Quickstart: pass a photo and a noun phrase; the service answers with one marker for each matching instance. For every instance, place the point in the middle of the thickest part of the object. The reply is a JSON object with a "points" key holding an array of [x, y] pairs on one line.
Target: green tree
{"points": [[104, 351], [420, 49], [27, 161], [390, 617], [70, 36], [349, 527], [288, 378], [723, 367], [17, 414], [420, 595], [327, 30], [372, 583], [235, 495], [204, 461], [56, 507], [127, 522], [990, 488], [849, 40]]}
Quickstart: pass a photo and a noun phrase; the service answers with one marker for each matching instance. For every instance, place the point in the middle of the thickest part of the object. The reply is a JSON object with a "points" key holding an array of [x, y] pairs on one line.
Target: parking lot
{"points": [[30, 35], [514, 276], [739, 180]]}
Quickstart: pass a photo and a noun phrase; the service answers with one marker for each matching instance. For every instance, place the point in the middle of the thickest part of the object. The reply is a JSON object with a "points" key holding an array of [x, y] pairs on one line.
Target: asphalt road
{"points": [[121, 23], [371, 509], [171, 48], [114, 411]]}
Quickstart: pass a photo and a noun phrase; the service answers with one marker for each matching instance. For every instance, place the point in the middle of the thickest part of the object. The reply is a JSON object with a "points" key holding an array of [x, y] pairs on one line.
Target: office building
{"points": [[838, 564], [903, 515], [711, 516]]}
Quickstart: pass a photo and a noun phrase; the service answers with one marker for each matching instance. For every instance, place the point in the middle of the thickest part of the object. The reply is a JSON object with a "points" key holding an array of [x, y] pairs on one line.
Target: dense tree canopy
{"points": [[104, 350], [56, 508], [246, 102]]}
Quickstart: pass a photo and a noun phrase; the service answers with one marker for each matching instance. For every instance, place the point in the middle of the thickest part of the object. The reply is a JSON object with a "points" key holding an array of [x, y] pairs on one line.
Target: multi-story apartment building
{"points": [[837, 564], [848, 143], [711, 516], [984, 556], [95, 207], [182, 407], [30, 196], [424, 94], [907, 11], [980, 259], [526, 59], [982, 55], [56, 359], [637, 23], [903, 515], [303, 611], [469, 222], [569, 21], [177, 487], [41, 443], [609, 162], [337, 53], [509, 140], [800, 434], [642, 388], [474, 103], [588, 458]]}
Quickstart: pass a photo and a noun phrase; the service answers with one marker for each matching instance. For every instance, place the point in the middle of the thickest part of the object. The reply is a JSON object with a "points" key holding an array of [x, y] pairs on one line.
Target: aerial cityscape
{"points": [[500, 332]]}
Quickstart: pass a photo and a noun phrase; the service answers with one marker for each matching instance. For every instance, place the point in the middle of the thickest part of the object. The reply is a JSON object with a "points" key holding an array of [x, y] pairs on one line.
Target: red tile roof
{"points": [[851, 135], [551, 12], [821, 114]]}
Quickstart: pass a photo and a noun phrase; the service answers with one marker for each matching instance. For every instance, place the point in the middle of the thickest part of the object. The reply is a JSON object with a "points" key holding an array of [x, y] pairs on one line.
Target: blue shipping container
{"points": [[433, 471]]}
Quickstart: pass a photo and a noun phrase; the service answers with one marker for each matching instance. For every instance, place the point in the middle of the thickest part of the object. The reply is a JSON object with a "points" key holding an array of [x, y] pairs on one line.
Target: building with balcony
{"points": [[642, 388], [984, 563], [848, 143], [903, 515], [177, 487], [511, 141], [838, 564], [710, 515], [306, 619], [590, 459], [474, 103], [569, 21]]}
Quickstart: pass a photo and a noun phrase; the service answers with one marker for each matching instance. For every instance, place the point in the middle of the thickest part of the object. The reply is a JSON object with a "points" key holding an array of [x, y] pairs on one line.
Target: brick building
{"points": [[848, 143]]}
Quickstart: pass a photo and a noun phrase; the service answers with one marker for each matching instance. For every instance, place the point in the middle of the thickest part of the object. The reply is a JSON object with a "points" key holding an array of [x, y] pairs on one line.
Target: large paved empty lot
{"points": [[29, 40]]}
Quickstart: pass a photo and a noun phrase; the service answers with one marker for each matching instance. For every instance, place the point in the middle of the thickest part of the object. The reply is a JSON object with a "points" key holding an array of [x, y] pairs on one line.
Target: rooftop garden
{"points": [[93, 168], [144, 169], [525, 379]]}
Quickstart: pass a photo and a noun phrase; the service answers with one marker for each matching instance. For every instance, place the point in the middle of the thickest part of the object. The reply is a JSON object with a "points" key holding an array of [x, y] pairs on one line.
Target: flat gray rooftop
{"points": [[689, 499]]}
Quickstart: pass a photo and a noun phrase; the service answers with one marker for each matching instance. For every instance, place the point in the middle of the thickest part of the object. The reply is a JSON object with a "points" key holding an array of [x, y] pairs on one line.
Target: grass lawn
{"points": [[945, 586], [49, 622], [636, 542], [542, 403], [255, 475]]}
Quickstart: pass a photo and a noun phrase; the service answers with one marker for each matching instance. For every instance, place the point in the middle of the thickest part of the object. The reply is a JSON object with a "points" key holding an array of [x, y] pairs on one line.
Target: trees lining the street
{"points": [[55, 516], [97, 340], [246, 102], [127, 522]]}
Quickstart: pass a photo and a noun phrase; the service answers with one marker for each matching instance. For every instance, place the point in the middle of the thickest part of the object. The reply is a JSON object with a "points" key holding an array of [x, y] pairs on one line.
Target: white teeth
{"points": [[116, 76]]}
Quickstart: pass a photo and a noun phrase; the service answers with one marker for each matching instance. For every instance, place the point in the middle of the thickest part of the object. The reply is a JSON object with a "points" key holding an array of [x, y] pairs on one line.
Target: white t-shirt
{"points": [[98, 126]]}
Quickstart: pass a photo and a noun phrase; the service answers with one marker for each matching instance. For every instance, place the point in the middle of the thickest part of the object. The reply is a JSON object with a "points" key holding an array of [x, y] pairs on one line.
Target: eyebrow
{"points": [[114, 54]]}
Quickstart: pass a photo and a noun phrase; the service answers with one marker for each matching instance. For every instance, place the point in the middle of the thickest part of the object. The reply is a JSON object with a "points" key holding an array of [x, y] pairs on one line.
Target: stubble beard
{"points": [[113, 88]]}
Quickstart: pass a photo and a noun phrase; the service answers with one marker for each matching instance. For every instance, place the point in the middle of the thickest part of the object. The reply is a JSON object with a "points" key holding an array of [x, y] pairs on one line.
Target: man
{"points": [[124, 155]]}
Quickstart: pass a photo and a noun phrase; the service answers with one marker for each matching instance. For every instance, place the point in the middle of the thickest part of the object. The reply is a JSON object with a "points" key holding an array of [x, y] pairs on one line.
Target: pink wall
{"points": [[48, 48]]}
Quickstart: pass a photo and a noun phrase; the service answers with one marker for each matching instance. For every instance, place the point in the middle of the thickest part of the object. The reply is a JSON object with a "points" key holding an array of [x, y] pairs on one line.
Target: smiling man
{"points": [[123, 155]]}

_ _ _ _ _ _ _

Work required: From the preceding material, extract every line exactly.

Response to the task:
Quickstart: pass a photo and a noun phrase; the service answers with one marker for each matching instance. For every instance, place the point in the middle of the thickest part of the object. The reply is a JSON object with a "points" key holding an array of [x, y] pairs on one line.
Target: green tree
{"points": [[104, 351], [420, 49], [27, 161], [390, 617], [70, 36], [349, 527], [288, 378], [723, 367], [17, 414], [420, 595], [327, 30], [372, 583], [235, 495], [204, 461], [56, 507], [127, 522], [990, 488], [849, 40]]}
Quickstart: pass a photo and a noun phrase; the service answers with one marker for each matching instance. For every instance, place the point in the middle of the thickest part of the object. The reply is a JSON object with a "points" key holding an array of [x, y] pairs on one line.
Target: parking lot
{"points": [[30, 35], [514, 276], [739, 180]]}
Quickstart: pass a photo and a noun phrase; the service answers with one marker for each matching instance. For every instance, place the point in the middle of the thickest part of the object. The reply is a JSON object with a "points" key holding an array of [x, y] pairs on one line.
Target: asphalt road
{"points": [[121, 23], [371, 509], [171, 48], [114, 411]]}
Quickstart: pass a photo and a noun phrase; the service answers with one marker for each matching instance. For every instance, place the point in the middle of the thickest part of the object. The reply is a JSON object with a "points" key holding an array of [x, y] pairs on one line.
Target: office building
{"points": [[838, 564], [903, 515], [711, 516]]}
Quickstart: pass a photo and a noun phrase; the service answers with one marker for each matching instance. For every instance, place the point in the middle of the thickest part of the object. The reply is a JSON object with a "points" key holding an array of [x, y] pairs on one line.
Target: dense tree canopy
{"points": [[104, 350], [56, 508], [246, 102]]}
Quickstart: pass a photo and a noun phrase; the service answers with one marker for each matching instance. For every instance, place the point in the middle of the thickest part of the object. The reply is a JSON object with a "points" key holding an array of [x, y] pairs on one line.
Target: multi-story apartment building
{"points": [[837, 564], [848, 143], [711, 516], [984, 556], [95, 207], [182, 407], [30, 196], [424, 94], [907, 11], [980, 259], [526, 59], [982, 55], [56, 359], [637, 23], [903, 515], [303, 611], [469, 222], [569, 21], [177, 487], [41, 443], [609, 162], [337, 53], [509, 140], [800, 434], [642, 388], [474, 103], [588, 458]]}
Quickstart: pass a photo and a noun phrase; the service answers with one marker for each matching instance. For every instance, place the point in the middle of the thickest part of the object. The reply is a JSON object with a "points" key holding an array of [x, y] pairs on one line.
Target: aerial cityscape
{"points": [[500, 332]]}
Quickstart: pass a photo and a noun phrase; the service answers with one marker for each matching instance. For every instance, place the point in the middle of the thickest part of the object. The reply is a JSON object with a "points" key holding an array of [x, y] pairs on one line.
Target: red tile roof
{"points": [[851, 135], [551, 12], [821, 114]]}
Quickstart: pass a photo and a noun phrase; the service answers with one marker for each matching instance. For every instance, place the point in the middle of the thickest part of the object. The reply is a JSON object with a "points" key holding an array of [x, y] pairs on one line.
Target: blue shipping container
{"points": [[433, 471]]}
Quickstart: pass a photo and a noun phrase; the service answers with one marker for each matching instance. For every instance, place the point in the middle of the thickest part of the object. The reply is a JSON object with a "points" key holding an array of [x, y] pairs on one line.
Target: building with balcony
{"points": [[642, 388], [984, 563], [848, 143], [903, 515], [177, 487], [511, 141], [838, 564], [710, 515], [306, 619], [590, 459], [474, 103], [569, 21]]}
Quickstart: pass a photo and a noun phrase; the service answers with one marker for each matching instance. For every instance, place the point in the middle of the thickest part of the object. The reply is a JSON object with a "points" key holding an array of [x, y] pairs on one line.
Target: brick building
{"points": [[848, 143]]}
Quickstart: pass a photo and a noun phrase; the service answers with one marker for each matching instance. For every instance, place the point in the middle of the thickest part of the object. The reply is a JSON object with a "points" key holding an array of [x, y] pairs on one line.
Target: large paved empty lot
{"points": [[29, 40]]}
Quickstart: pass a photo and a noun phrase; the service answers with one marker for each matching instance. For every instance, place the point in the middle of the thickest part of the object. The reply is a JSON object with a "points" key holding an array of [x, y] pairs on one line.
Target: rooftop garden
{"points": [[93, 168], [144, 169], [525, 379]]}
Quickstart: pass a photo and a noun phrase; the service answers with one marker for each matching instance. For every instance, place the point in the middle of the thickest part of the object. The reply is a JSON object with a "points" key holding an array of [x, y] pairs on one line.
Target: flat gray rooftop
{"points": [[689, 499]]}
Quickstart: pass a photo and a noun phrase; the service answers with one marker for each matching instance. For every instance, place the point in the middle of the thickest part of the object. The reply is a JSON object with a "points" key holding an array of [x, y] pairs on one line.
Target: grass lawn
{"points": [[945, 586], [49, 622], [636, 542], [542, 403], [255, 475]]}
Quickstart: pass a photo and a noun phrase; the service answers with one marker for each matching instance. For every instance, place the point in the middle of the thickest part of the object. The reply is a JSON object with a "points" key holding an array of [x, y] pairs on one line.
Target: trees lining the street
{"points": [[55, 516], [97, 340], [246, 102], [127, 522]]}
Quickstart: pass a photo and a noun phrase; the service answers with one marker for each matching instance. For every instance, place the point in the middle of the thickest part of the object. The reply is a JSON object with a "points" key holding an array of [x, y] pairs on one line.
Target: white teeth
{"points": [[116, 76]]}
Quickstart: pass a photo and a noun phrase; the service answers with one marker for each matching instance. For every instance, place the point in the middle of the thickest part of the object. The reply is a JSON object with a "points" key holding an array of [x, y] pairs on one line.
Target: white t-shirt
{"points": [[98, 126]]}
Quickstart: pass a photo and a noun phrase; the service answers with one marker for each matching instance. For every instance, place the point in the middle of the thickest part of the object. The reply is a JSON object with a "points" key holding an array of [x, y] pairs on one line.
Target: eyebrow
{"points": [[114, 54]]}
Quickstart: pass a photo and a noun phrase; the service answers with one marker for each matching instance. For every instance, place the point in the middle of the thickest part of the object. The reply is a JSON object with a "points" key holding an array of [x, y] pairs on one line.
Target: stubble beard
{"points": [[113, 88]]}
Quickstart: pass a photo and a noun phrase; the service answers with one marker for each matching instance. For every instance, place the point in the middle of the thickest part of the object. The reply is a JSON object with a "points" key holding an array of [x, y] pairs on one line.
Target: man
{"points": [[124, 155]]}
Quickstart: pass a photo and a noun phrase; the service answers with one marker for each matching instance. For every instance, place the point in the middle of the thickest part of the object. The reply is a JSON object with a "points" key holding an array of [x, y] pairs on one line.
Target: pink wall
{"points": [[48, 48]]}
Quickstart: pass a photo and a noun phrase; the service answers with one marker for each matching instance. For every instance, place the point in the middle of the thickest part of the object. The reply is a JSON object with a "points" key holding an array of [x, y] pairs on one line.
Target: smiling man
{"points": [[123, 155]]}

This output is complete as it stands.